-- Start Data to use --
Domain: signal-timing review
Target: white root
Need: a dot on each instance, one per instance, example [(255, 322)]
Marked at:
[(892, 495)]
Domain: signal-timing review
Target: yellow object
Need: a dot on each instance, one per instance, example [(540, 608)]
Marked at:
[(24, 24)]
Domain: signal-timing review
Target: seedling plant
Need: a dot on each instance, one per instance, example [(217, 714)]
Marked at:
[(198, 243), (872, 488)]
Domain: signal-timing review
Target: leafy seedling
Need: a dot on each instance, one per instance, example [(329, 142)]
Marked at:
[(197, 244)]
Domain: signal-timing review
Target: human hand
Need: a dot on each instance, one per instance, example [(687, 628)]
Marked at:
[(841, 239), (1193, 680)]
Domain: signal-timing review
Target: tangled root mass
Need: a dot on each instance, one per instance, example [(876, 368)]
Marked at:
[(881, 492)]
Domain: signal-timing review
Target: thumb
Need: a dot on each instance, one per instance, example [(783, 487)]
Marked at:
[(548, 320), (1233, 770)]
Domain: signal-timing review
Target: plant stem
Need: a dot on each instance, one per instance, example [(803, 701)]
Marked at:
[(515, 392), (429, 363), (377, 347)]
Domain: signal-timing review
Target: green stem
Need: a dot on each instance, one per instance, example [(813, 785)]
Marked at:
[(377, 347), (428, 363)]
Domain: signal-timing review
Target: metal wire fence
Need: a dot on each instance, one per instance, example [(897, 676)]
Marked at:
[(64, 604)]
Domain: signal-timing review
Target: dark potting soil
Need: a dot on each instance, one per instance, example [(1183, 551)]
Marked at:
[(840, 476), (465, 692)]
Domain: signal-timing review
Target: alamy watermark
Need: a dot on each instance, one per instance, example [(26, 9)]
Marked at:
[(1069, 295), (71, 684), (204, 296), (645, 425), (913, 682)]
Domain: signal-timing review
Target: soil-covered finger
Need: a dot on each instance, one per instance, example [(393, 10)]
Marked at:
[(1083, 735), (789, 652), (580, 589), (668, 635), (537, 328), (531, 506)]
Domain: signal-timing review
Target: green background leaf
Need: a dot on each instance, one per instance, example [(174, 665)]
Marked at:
-- End Data to use --
Copy each record from above exactly, and include every line.

Domain: signal-timing review
Target: white root
Need: a dot on each instance, one per instance, example [(255, 322)]
Marked at:
[(892, 495)]
Domain: signal-timing review
Target: yellow object
Need: a dot on each instance, one per instance, example [(540, 608)]
Marked at:
[(24, 24)]
Domain: signal-timing review
Target: seedling plant
Need: a dot on each instance, one per instance, example [(217, 714)]
Marked at:
[(198, 243), (872, 488)]
Domain: signal-timing review
Target: leafy seedling
Need: a dot on each instance, one per instance, example [(329, 142)]
Marked at:
[(197, 244)]
Domain: signal-timing review
Target: human hand
Need: a dot on each instance, one per instance, example [(687, 628)]
Marked at:
[(841, 239), (1193, 680)]
Domain: signal-timing review
Target: tangled root mass
Need: a dot on each instance, one per instance, example [(876, 368)]
Marked at:
[(881, 492)]
Domain: signal-timing review
Target: thumb
Need: a dot on each instance, one per instance, example [(783, 487)]
Marked at:
[(548, 320), (1233, 770)]
Domain: signal-timing review
Target: plant stem
Need: a dot on each instance, one per instance, example [(803, 701)]
Marked at:
[(515, 392), (429, 363), (377, 347)]
Domain: signal-timing review
Target: green stem
Need: a dot on each instance, one per instance, example [(813, 785)]
Marked at:
[(377, 347), (428, 363)]
Domain: signal-timing review
Target: metal wire fence
Need: a dot on each instance, one per instance, example [(897, 676)]
Marked at:
[(64, 604)]
Domain: signal-timing review
Target: dark potting soil
Need: a dot on each instance, one per instance, example [(1183, 551)]
Marked at:
[(840, 476), (465, 692)]
Domain: signal-timing review
Target: alamy watermark
Need: a dot on each instance, one per instance, example [(26, 9)]
Marked at:
[(1069, 295), (71, 684), (204, 296), (645, 425), (913, 682)]
Domain: signal-timing review
Target: soil-covered finger
Need: a dot on each instance, one per instance, example [(393, 10)]
Marked at:
[(1083, 735), (789, 652), (580, 589), (668, 635), (537, 328), (531, 506)]
Domain: signal-timing review
Target: green background leaf
Need: a dot on each instance, one per instance, example [(174, 665)]
Marked at:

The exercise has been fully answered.